### Task
Write out again the lines from the one with "A note for the class: find the tinted" up to and including the one with "<point>463,112</point>", requests included, multiplying every coordinate in the answers by 1.45 and rounding each to a whole number, with halves rounded up. Leave the requests and their format samples unchanged.

### Point annotation records
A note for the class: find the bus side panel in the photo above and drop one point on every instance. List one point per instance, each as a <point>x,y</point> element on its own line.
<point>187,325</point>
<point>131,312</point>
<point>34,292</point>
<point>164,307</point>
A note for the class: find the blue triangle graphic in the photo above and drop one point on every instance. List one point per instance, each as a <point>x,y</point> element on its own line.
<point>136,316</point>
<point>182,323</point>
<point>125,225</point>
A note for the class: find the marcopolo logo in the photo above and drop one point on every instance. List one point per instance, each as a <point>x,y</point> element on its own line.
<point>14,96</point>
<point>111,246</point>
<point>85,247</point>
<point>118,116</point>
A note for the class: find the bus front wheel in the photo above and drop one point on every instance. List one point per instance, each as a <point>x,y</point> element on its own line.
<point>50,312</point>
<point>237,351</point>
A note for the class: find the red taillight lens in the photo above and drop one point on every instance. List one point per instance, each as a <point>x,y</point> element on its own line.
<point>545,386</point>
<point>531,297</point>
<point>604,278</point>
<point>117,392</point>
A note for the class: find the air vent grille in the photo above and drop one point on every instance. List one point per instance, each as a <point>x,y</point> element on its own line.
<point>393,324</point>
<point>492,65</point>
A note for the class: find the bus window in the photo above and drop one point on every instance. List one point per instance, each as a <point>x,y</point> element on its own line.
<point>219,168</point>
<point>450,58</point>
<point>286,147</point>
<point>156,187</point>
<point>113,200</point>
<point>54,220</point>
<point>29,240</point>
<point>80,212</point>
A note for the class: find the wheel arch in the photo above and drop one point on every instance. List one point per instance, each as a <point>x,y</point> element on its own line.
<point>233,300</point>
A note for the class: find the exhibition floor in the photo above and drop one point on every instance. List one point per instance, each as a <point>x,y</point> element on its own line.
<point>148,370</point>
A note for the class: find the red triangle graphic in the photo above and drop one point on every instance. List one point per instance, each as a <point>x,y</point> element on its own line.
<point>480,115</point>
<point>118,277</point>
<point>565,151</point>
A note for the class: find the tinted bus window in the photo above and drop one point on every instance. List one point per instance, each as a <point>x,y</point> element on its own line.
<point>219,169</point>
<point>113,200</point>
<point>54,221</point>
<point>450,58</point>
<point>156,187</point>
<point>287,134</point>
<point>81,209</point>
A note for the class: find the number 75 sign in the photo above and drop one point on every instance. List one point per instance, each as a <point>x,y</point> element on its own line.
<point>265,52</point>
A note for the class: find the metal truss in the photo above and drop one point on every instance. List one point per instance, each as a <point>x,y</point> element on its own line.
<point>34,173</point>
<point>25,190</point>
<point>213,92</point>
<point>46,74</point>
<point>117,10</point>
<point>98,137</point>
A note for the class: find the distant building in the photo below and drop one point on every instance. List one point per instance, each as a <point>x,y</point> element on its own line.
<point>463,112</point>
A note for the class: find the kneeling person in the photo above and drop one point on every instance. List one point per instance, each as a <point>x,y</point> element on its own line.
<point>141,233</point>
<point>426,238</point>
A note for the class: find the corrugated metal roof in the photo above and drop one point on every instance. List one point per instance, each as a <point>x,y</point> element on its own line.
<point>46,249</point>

### Solution to this problem
A note for the class: find the tinted bus window in the photo above and drop one point on every instance. List one point per instance, each as a <point>x,y</point> element on its own line.
<point>318,245</point>
<point>164,290</point>
<point>78,320</point>
<point>653,84</point>
<point>226,271</point>
<point>416,194</point>
<point>117,303</point>
A note for the class: find the number 75 sign in the photo above and drop one point on every instance. List one point per instance, each as a <point>x,y</point> element on its own line.
<point>384,75</point>
A note for the class: find the metal truss in the photo above and drop one point on every instance. List one point per instance, each as a <point>x,y</point> element on its own line.
<point>49,251</point>
<point>36,276</point>
<point>309,133</point>
<point>67,107</point>
<point>170,15</point>
<point>142,199</point>
A note for the class: find the distant building in the photo below and drop one point on every instance. List one point per instance, each as a <point>x,y</point> element on its own line.
<point>671,162</point>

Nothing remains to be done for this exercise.